***** Extracted material *****
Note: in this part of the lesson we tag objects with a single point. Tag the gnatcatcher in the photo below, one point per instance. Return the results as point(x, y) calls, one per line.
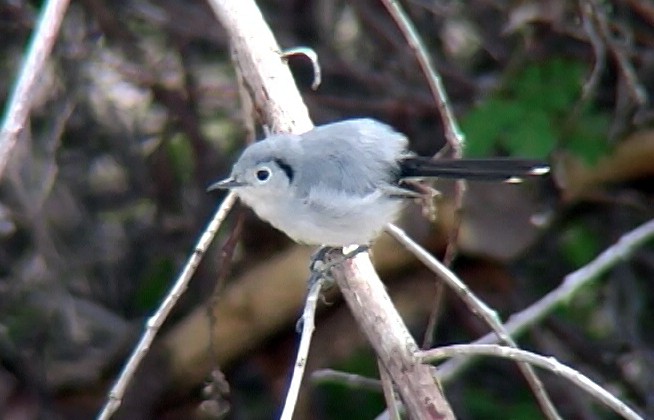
point(340, 184)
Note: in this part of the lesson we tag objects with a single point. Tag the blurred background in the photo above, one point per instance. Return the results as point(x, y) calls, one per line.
point(138, 111)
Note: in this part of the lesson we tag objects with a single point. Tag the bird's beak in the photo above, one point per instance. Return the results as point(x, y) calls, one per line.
point(225, 184)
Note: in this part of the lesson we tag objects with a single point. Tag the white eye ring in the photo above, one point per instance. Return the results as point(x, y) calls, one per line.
point(263, 174)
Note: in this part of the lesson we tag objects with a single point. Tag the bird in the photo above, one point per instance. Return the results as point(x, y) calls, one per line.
point(341, 183)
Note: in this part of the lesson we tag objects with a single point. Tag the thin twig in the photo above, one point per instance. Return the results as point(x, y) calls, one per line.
point(478, 307)
point(308, 326)
point(549, 363)
point(572, 283)
point(154, 323)
point(20, 102)
point(392, 406)
point(453, 134)
point(351, 380)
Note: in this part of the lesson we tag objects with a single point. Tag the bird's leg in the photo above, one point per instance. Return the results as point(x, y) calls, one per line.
point(321, 264)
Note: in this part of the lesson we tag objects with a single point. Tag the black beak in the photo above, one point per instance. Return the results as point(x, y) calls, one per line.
point(225, 184)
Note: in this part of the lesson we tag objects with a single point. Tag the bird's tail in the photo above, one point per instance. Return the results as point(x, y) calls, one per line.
point(491, 169)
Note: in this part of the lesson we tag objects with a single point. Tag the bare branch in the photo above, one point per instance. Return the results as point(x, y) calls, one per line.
point(549, 363)
point(20, 102)
point(572, 283)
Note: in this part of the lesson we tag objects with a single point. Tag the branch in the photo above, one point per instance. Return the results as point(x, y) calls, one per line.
point(20, 102)
point(549, 363)
point(573, 282)
point(478, 307)
point(395, 347)
point(156, 321)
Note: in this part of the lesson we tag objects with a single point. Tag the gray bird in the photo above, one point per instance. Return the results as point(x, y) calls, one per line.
point(340, 184)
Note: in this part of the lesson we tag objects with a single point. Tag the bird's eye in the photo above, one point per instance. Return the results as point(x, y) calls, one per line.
point(263, 174)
*****
*Work request*. Go through the data above and transcribe it in full, omitting any image.

*Problem solution*.
Note: in this part of the lesson we tag objects with a single point. Tag the gnatcatcher in the photo below, one point per instance. Return the results as point(x, y) calls, one per line.
point(340, 184)
Note: in this part of the lesson we tag objects with a single point. Tag the blurred background in the photo above, one point per instance. Return the results as point(x, y) calls, one per line.
point(138, 111)
Note: in this part of the lesson we tag objects with a single point. Tag the bird's beak in the photo above, one point per instance. Return the results as point(x, y) calls, one per line.
point(225, 184)
Note: in this part of the lesson we tag objects with a single point. Tag the white eye ring in the photo above, one point per instance. Return the results as point(x, y) calls, one per line.
point(263, 174)
Note: in this part of the lesson we tag objects with a single point. Tag the bird in the photo above, one point per instance. Return the results as point(x, y) calls, one per line.
point(341, 183)
Note: in this part of the lesson we tag objects with a single point. Tag the thin twig in the photo above, one point per instance. Return the results as point(x, y) calls, one per line.
point(478, 307)
point(308, 326)
point(549, 363)
point(572, 283)
point(154, 323)
point(20, 102)
point(392, 406)
point(453, 134)
point(351, 380)
Note: in this part of the lesson we tag objects with a single point. Tag the bird's leg in the photo above, one point per instance. Return the results as point(x, y) calls, one per line.
point(321, 264)
Note: in this part of the lesson we tag objects with a single point. Tag the black beak in the photo above, one point per instance. Return the results as point(x, y) calls, one per line.
point(225, 184)
Note: in this part of the lesson we tag objects with a single point. Tag the bird's tail in the photo above, one point per instance. Return the results as point(x, y) calls, one per line.
point(491, 169)
Note: in this part of the lesson we tag objects with a single point. Tag the bare branch in the photo above, one point per instance. Return the results as point(x, y) calls, one per line.
point(549, 363)
point(20, 102)
point(572, 283)
Note: in this part of the lesson we tag objects with a single point. Tag the branch in the photo above, one point per instance. Return the results as point(x, y) calls, one per line.
point(20, 102)
point(549, 363)
point(573, 282)
point(478, 307)
point(395, 347)
point(156, 321)
Note: in this part of the lesson we tag objects with a single point. Tag the gray bird in the photo above, one point per instance. Return the results as point(x, y) calls, one per line.
point(340, 184)
Note: in this part of the lesson we tag objects with a single point. Tag the bird's eye in the photo above, one point per instance. Return the results as point(x, y) calls, one per line.
point(263, 174)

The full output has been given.